*STATED TASK A*
Copy out all of the extracted data entries below word for word, without changing any line.

··· TEXT EXCERPT

Vulnerability – a key skill for product leaders

It takes a healthy dose of courage and self-awareness to be ok with vulnerability. To become aware of how it affects your relationships and to start consciously using it to improve your working relationships. It took me quite a few loops to become aware, start experimenting with it and start learning how vulnerability turns into a strength and key skill. To be perfectly honest, there is still a small part of me that cringes and wants to hide in those moments where vulnerability it truly asked for. It does take courage to go there (and not avoid those conversations), and it’s 100% worth it!

Let’s start by first looking at a definition:

Vulnerability is the emotion we experience during times of uncertainty, risk and emotional exposure.
(Brené Brown)

Reading this your first reaction might be “no, I don’t want that!” and it is true, vulnerability is not the most pleasant and comfortable feeling in the world. And yet: it is at the core of true meaningful connections with other human beings, and as such also at the core of your most important working relationships. Would you not want to make sure that those are successful, thriving and a source of joy (rather than a draining and energy sucking experience)?

Brené Brown goes a step further and describes vulnerability as the “birthplace of love, belonging, joy, courage, empathy, and creativity. It is the source of hope, empathy, accountability, and authenticity.” (Daring Greatly, Brené Brown, Penguin Random House). If you want to have these traits in your teams, you won’t get around the vulnerability part either.

How does vulnerability show up at work?

Vulnerability plays a role in a lot of situations you face in a product team. Here is a small selection of the ones I faced regularly in my product roles:

  • Conversations about ethics and values that might be full of paradox and dilemmas. While knowing at the same time that ethics and values need to inform my team’s vision and strategy for the impact we want to create. (Here are some tips on how to get started with this)
  • Conversations with stakeholders to align on priorities, when those priorities will disappoint expectations. It asks of me to anticipate and be with the resulting tension and conflicts in a calm, constructive and empathetic way. Aware that all perspectives on my priority decisions are valuable input, but not all of them can be fully satisfied.
  • Talking about my feelings (e.g. the anxiety and uncertainty I experience about getting vision and strategy right when our market is constantly changing, when there is a surprising delay in delivery, or a contradicting new insight from discovery or client conversations.)
  • Feedback conversations (both giving and receiving it)
  • Remembering that product leaders don’t have all the answers, but ask important questions
  • Apologizing to a colleague about how I spoke to them in a meeting when I did not show up as the best version of myself.

······
··· SOURCE MATERIAL

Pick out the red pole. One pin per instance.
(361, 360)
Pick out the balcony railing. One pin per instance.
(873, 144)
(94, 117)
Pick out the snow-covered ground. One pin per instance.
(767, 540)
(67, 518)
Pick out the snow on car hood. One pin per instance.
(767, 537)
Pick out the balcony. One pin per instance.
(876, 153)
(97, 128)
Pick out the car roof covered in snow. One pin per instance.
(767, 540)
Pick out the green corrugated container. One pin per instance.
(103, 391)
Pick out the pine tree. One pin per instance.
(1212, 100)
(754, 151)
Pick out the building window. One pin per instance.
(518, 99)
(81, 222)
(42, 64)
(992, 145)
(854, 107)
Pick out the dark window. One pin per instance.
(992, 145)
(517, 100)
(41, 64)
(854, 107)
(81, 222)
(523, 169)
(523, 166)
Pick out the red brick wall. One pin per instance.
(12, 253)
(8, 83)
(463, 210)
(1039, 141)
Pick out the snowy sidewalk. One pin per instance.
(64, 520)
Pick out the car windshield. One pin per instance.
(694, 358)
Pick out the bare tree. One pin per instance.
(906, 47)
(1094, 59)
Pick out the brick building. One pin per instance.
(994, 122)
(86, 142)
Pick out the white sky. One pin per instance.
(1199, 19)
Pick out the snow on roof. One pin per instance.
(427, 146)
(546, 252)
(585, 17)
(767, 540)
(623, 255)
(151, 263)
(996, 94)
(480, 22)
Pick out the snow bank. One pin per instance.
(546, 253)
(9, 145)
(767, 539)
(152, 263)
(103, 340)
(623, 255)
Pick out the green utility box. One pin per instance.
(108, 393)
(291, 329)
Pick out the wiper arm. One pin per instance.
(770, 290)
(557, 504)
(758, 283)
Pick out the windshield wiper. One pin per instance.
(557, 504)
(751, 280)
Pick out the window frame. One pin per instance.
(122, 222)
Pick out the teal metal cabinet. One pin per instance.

······

*STATED TASK B*
Carry on the essay about vulnerability as a key skill for product leaders, starting right after its final sentence.

*TASK ANSWER A*
Pick out the red pole. One pin per instance.
(361, 360)
Pick out the balcony railing. One pin per instance.
(873, 144)
(94, 117)
Pick out the snow-covered ground. One pin per instance.
(767, 540)
(67, 518)
Pick out the snow on car hood. One pin per instance.
(767, 537)
Pick out the balcony. One pin per instance.
(876, 153)
(97, 128)
Pick out the car roof covered in snow. One pin per instance.
(767, 540)
Pick out the green corrugated container. One pin per instance.
(103, 391)
Pick out the pine tree. One pin per instance.
(1212, 100)
(754, 151)
Pick out the building window. One pin per instance.
(518, 99)
(81, 222)
(42, 64)
(992, 145)
(854, 107)
Pick out the dark window. One pin per instance.
(992, 145)
(517, 100)
(41, 64)
(854, 107)
(81, 222)
(523, 169)
(523, 166)
Pick out the red brick wall. One pin per instance.
(12, 253)
(8, 83)
(463, 210)
(1039, 141)
Pick out the snowy sidewalk. One pin per instance.
(64, 520)
Pick out the car windshield. One pin per instance.
(694, 358)
Pick out the bare tree. One pin per instance.
(906, 47)
(1094, 59)
Pick out the brick building. One pin per instance.
(994, 122)
(86, 142)
Pick out the white sky. One pin per instance.
(1199, 19)
Pick out the snow on roof. One pin per instance.
(427, 146)
(546, 252)
(585, 17)
(767, 540)
(623, 255)
(151, 263)
(996, 94)
(480, 22)
Pick out the snow bank. One pin per instance.
(546, 253)
(9, 145)
(767, 539)
(152, 263)
(103, 340)
(623, 255)
Pick out the green utility box. One pin per instance.
(108, 393)
(291, 329)
Pick out the wiper arm. One pin per instance.
(770, 290)
(557, 504)
(758, 283)
Pick out the windshield wiper. One pin per instance.
(557, 504)
(751, 280)
Pick out the window frame. One pin per instance.
(122, 222)
Pick out the teal metal cabinet. One pin per instance.

*TASK ANSWER B*
  • Releasing a feature and seeing, that it does not produce the intended commercial success or impact. Or releasing something and finding bugs in production, or learning that my product leads to unintended negative impact for our customers. It takes guts to then sit in the conversations with partners or clients, or in triage calls with the angry colleagues from customer success, who are the first to receive a wave of complaints about the issue my team just created.
  • Having to roll back a feature and explain transparently, what led to the mistake, what you and the team are learning from it and how you plan to prevent this in the future (especially when you pretty much know, that you can’t guarantee that there will be no future mistakes. You can do your best not to make this particular mistake again, but bugs and honest mistakes will likely happen again).

While these are all uncomfortable and often difficult situations, they are actually key moments to show up in a way that maintains connection, these situations present opportunities to keep trust and earn respect from those around you. If you manage to be with them in a constructive way. Something you will likely not always manage, but then the skill to apologize and repair the damage you just contributed to will become even more important.

What might help you train your vulnerability muscle?

If I could go back in my own career and tell myself to be more courageous and less avoidant with those situations, I would have benefitted a lot. Everything I described above will likely happen to you as part of being in your product role. So my key advice would be:

Expect to feel vulnerable a lot more than feels comfortable – learn to lean into it!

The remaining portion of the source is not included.